● **What is being asked**
Only lines that contain the word "canopy" are to be returned from the data below.

● **Extracted information**
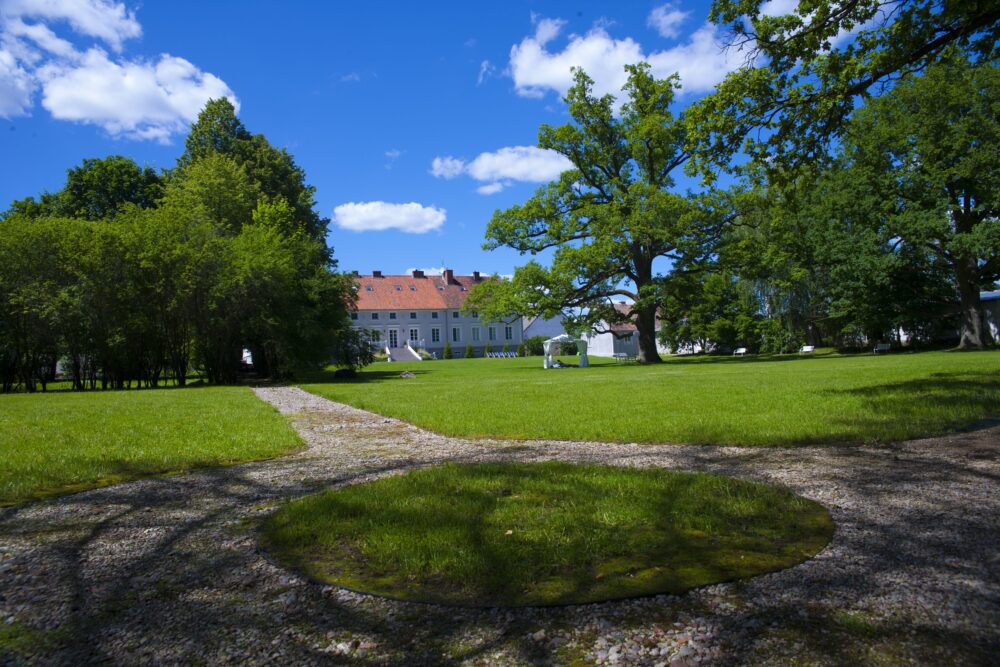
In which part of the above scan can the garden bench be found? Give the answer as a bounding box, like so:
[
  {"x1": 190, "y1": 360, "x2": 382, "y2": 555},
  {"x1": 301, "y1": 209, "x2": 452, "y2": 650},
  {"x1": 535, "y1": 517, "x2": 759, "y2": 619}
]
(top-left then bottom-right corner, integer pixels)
[
  {"x1": 873, "y1": 342, "x2": 891, "y2": 354},
  {"x1": 613, "y1": 352, "x2": 637, "y2": 362},
  {"x1": 799, "y1": 345, "x2": 815, "y2": 354},
  {"x1": 733, "y1": 347, "x2": 748, "y2": 356}
]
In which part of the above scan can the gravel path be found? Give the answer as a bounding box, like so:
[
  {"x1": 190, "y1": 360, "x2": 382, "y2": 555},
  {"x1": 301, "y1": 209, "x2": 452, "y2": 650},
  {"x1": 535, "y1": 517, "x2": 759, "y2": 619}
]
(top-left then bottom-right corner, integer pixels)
[{"x1": 1, "y1": 386, "x2": 998, "y2": 665}]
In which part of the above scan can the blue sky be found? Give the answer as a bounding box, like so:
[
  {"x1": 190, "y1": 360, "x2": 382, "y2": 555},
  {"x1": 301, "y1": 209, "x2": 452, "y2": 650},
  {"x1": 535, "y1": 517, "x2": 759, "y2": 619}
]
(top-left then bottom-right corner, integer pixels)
[{"x1": 0, "y1": 0, "x2": 782, "y2": 276}]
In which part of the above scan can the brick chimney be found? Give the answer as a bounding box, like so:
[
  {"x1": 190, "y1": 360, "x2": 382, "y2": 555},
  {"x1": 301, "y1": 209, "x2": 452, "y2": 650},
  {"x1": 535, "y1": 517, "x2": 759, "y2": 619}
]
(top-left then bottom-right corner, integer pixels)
[
  {"x1": 350, "y1": 270, "x2": 359, "y2": 276},
  {"x1": 472, "y1": 271, "x2": 481, "y2": 281},
  {"x1": 372, "y1": 270, "x2": 382, "y2": 278},
  {"x1": 443, "y1": 269, "x2": 455, "y2": 284},
  {"x1": 411, "y1": 269, "x2": 425, "y2": 278}
]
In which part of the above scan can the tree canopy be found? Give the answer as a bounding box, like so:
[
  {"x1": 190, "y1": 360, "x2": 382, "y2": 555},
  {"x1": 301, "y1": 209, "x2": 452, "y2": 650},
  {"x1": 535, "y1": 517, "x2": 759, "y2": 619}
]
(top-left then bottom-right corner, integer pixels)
[
  {"x1": 0, "y1": 100, "x2": 356, "y2": 393},
  {"x1": 471, "y1": 64, "x2": 741, "y2": 362},
  {"x1": 688, "y1": 0, "x2": 1000, "y2": 177}
]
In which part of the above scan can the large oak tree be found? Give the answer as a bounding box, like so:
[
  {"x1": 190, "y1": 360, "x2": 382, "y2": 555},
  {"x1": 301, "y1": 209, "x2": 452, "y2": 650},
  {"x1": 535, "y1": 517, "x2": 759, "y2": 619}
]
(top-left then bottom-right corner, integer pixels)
[{"x1": 474, "y1": 65, "x2": 737, "y2": 363}]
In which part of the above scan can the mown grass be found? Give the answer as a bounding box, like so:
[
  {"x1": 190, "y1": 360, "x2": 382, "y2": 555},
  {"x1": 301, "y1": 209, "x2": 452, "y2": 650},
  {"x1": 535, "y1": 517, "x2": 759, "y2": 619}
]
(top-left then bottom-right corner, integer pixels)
[
  {"x1": 260, "y1": 462, "x2": 833, "y2": 607},
  {"x1": 0, "y1": 386, "x2": 301, "y2": 505},
  {"x1": 300, "y1": 349, "x2": 1000, "y2": 446}
]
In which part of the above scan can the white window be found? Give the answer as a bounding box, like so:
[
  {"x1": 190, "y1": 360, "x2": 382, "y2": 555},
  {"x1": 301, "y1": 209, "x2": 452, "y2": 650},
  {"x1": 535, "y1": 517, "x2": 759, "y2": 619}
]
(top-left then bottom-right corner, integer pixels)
[
  {"x1": 370, "y1": 329, "x2": 381, "y2": 342},
  {"x1": 409, "y1": 328, "x2": 419, "y2": 342},
  {"x1": 389, "y1": 312, "x2": 397, "y2": 320},
  {"x1": 470, "y1": 311, "x2": 478, "y2": 318},
  {"x1": 488, "y1": 326, "x2": 496, "y2": 341},
  {"x1": 431, "y1": 328, "x2": 440, "y2": 343},
  {"x1": 452, "y1": 327, "x2": 461, "y2": 343},
  {"x1": 504, "y1": 326, "x2": 513, "y2": 341},
  {"x1": 408, "y1": 285, "x2": 416, "y2": 291},
  {"x1": 371, "y1": 312, "x2": 379, "y2": 320},
  {"x1": 431, "y1": 312, "x2": 439, "y2": 319},
  {"x1": 472, "y1": 327, "x2": 480, "y2": 342},
  {"x1": 453, "y1": 311, "x2": 460, "y2": 318},
  {"x1": 350, "y1": 312, "x2": 358, "y2": 320},
  {"x1": 393, "y1": 285, "x2": 402, "y2": 291},
  {"x1": 409, "y1": 312, "x2": 417, "y2": 319}
]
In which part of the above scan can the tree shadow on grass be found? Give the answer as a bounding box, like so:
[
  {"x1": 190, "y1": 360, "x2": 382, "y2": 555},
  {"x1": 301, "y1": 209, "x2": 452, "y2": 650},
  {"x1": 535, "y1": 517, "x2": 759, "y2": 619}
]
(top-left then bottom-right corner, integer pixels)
[
  {"x1": 820, "y1": 370, "x2": 1000, "y2": 444},
  {"x1": 1, "y1": 427, "x2": 998, "y2": 665}
]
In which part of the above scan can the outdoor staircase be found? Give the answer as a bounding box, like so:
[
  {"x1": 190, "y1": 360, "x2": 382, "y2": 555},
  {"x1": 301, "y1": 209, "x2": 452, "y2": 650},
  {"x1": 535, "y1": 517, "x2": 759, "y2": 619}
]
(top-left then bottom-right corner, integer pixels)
[{"x1": 388, "y1": 345, "x2": 421, "y2": 362}]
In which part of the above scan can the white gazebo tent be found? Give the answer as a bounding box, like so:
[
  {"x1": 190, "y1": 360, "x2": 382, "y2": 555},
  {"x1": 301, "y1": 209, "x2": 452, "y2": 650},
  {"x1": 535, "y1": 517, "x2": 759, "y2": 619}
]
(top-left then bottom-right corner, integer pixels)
[{"x1": 543, "y1": 334, "x2": 589, "y2": 369}]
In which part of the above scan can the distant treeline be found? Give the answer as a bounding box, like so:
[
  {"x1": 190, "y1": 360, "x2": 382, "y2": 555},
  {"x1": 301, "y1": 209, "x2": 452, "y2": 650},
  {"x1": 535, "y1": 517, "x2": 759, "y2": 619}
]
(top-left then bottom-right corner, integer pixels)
[{"x1": 0, "y1": 99, "x2": 356, "y2": 392}]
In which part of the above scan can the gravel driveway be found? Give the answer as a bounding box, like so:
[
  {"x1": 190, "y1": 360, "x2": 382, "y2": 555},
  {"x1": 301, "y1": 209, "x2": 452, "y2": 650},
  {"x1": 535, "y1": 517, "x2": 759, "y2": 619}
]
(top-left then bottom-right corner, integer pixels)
[{"x1": 1, "y1": 386, "x2": 997, "y2": 665}]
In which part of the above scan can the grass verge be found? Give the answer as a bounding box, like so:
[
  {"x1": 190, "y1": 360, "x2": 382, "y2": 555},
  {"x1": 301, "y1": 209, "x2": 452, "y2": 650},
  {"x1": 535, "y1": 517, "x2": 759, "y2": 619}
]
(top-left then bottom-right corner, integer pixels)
[
  {"x1": 300, "y1": 350, "x2": 1000, "y2": 446},
  {"x1": 0, "y1": 386, "x2": 301, "y2": 505},
  {"x1": 260, "y1": 462, "x2": 833, "y2": 607}
]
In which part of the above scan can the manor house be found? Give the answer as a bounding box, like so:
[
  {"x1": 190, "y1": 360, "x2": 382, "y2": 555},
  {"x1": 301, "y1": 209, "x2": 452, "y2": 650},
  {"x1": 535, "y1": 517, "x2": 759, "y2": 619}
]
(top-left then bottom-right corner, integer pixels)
[{"x1": 350, "y1": 269, "x2": 524, "y2": 360}]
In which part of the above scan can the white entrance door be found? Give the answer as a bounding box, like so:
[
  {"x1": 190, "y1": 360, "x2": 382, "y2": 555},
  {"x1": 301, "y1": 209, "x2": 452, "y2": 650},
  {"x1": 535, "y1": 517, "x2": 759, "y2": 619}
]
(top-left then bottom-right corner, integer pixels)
[{"x1": 388, "y1": 329, "x2": 399, "y2": 348}]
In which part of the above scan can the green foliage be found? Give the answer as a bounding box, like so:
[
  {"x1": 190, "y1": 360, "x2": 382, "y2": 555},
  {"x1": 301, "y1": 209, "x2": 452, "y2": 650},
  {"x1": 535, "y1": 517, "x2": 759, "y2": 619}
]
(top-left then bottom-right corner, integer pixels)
[
  {"x1": 689, "y1": 0, "x2": 1000, "y2": 177},
  {"x1": 301, "y1": 351, "x2": 1000, "y2": 447},
  {"x1": 484, "y1": 342, "x2": 492, "y2": 355},
  {"x1": 516, "y1": 341, "x2": 526, "y2": 357},
  {"x1": 330, "y1": 328, "x2": 376, "y2": 371},
  {"x1": 62, "y1": 155, "x2": 163, "y2": 219},
  {"x1": 837, "y1": 55, "x2": 998, "y2": 348},
  {"x1": 658, "y1": 271, "x2": 765, "y2": 353},
  {"x1": 473, "y1": 65, "x2": 741, "y2": 362},
  {"x1": 464, "y1": 342, "x2": 473, "y2": 359},
  {"x1": 261, "y1": 462, "x2": 832, "y2": 606},
  {"x1": 501, "y1": 343, "x2": 510, "y2": 354},
  {"x1": 524, "y1": 336, "x2": 545, "y2": 356},
  {"x1": 442, "y1": 340, "x2": 452, "y2": 359},
  {"x1": 0, "y1": 387, "x2": 301, "y2": 505},
  {"x1": 0, "y1": 100, "x2": 356, "y2": 392},
  {"x1": 178, "y1": 98, "x2": 328, "y2": 241}
]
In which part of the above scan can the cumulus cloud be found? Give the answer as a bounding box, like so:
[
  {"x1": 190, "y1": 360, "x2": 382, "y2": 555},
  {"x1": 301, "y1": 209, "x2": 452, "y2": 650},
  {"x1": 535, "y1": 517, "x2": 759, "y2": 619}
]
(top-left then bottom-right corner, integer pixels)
[
  {"x1": 509, "y1": 14, "x2": 753, "y2": 100},
  {"x1": 37, "y1": 49, "x2": 236, "y2": 141},
  {"x1": 430, "y1": 155, "x2": 466, "y2": 179},
  {"x1": 3, "y1": 0, "x2": 141, "y2": 52},
  {"x1": 647, "y1": 4, "x2": 689, "y2": 39},
  {"x1": 0, "y1": 49, "x2": 35, "y2": 115},
  {"x1": 432, "y1": 146, "x2": 573, "y2": 194},
  {"x1": 333, "y1": 202, "x2": 446, "y2": 234},
  {"x1": 0, "y1": 0, "x2": 236, "y2": 139}
]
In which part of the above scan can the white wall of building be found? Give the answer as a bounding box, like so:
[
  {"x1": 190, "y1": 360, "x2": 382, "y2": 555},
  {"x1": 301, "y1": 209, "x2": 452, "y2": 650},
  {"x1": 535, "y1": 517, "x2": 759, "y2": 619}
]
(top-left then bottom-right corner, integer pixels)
[{"x1": 350, "y1": 309, "x2": 522, "y2": 354}]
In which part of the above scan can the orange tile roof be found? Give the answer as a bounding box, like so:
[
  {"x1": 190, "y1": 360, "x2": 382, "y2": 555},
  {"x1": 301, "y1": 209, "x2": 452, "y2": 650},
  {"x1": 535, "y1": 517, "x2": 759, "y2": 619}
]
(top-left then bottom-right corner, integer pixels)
[{"x1": 351, "y1": 271, "x2": 484, "y2": 311}]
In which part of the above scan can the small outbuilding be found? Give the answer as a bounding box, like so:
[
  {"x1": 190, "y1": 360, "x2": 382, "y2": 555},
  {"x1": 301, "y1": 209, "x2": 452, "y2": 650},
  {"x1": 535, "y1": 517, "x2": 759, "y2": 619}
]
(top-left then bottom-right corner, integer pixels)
[{"x1": 543, "y1": 334, "x2": 589, "y2": 369}]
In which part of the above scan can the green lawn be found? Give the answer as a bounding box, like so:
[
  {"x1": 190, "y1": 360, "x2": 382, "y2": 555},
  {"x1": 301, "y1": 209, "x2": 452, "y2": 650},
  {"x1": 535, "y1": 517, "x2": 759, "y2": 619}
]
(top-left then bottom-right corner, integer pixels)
[
  {"x1": 0, "y1": 386, "x2": 301, "y2": 505},
  {"x1": 301, "y1": 350, "x2": 1000, "y2": 447},
  {"x1": 260, "y1": 462, "x2": 833, "y2": 606}
]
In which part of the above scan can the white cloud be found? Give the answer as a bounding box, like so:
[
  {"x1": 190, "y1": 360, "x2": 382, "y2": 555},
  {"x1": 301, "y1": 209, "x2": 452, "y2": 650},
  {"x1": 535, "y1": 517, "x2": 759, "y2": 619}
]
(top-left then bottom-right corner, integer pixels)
[
  {"x1": 333, "y1": 201, "x2": 446, "y2": 234},
  {"x1": 0, "y1": 49, "x2": 35, "y2": 116},
  {"x1": 509, "y1": 15, "x2": 752, "y2": 100},
  {"x1": 340, "y1": 72, "x2": 361, "y2": 82},
  {"x1": 431, "y1": 146, "x2": 573, "y2": 195},
  {"x1": 476, "y1": 59, "x2": 495, "y2": 85},
  {"x1": 430, "y1": 155, "x2": 466, "y2": 179},
  {"x1": 405, "y1": 266, "x2": 445, "y2": 276},
  {"x1": 467, "y1": 146, "x2": 572, "y2": 182},
  {"x1": 647, "y1": 4, "x2": 689, "y2": 39},
  {"x1": 38, "y1": 49, "x2": 236, "y2": 142},
  {"x1": 3, "y1": 0, "x2": 141, "y2": 52},
  {"x1": 476, "y1": 181, "x2": 508, "y2": 195},
  {"x1": 760, "y1": 0, "x2": 799, "y2": 17},
  {"x1": 646, "y1": 24, "x2": 751, "y2": 94},
  {"x1": 5, "y1": 18, "x2": 78, "y2": 58},
  {"x1": 0, "y1": 0, "x2": 237, "y2": 138}
]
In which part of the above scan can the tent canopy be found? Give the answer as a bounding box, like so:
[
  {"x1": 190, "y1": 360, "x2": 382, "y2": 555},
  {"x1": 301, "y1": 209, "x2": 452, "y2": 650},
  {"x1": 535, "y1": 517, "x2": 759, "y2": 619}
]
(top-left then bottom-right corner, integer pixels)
[{"x1": 543, "y1": 334, "x2": 589, "y2": 368}]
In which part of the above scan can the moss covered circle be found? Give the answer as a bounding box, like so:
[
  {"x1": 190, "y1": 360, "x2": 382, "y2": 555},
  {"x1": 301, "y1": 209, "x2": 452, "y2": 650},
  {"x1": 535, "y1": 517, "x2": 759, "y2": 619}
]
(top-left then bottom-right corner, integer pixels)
[{"x1": 260, "y1": 462, "x2": 833, "y2": 607}]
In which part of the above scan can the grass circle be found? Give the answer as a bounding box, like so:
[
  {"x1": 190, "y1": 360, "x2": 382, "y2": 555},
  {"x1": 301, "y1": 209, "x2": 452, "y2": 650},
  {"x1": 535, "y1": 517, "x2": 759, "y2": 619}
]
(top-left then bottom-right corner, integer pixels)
[{"x1": 260, "y1": 462, "x2": 833, "y2": 607}]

● **Answer to the exercise**
In which part of the above scan can the tree canopy be found? Give the answer as a bounding box, like so:
In which part of the above scan can the tent canopy be found? Give the answer as a bounding box, like so:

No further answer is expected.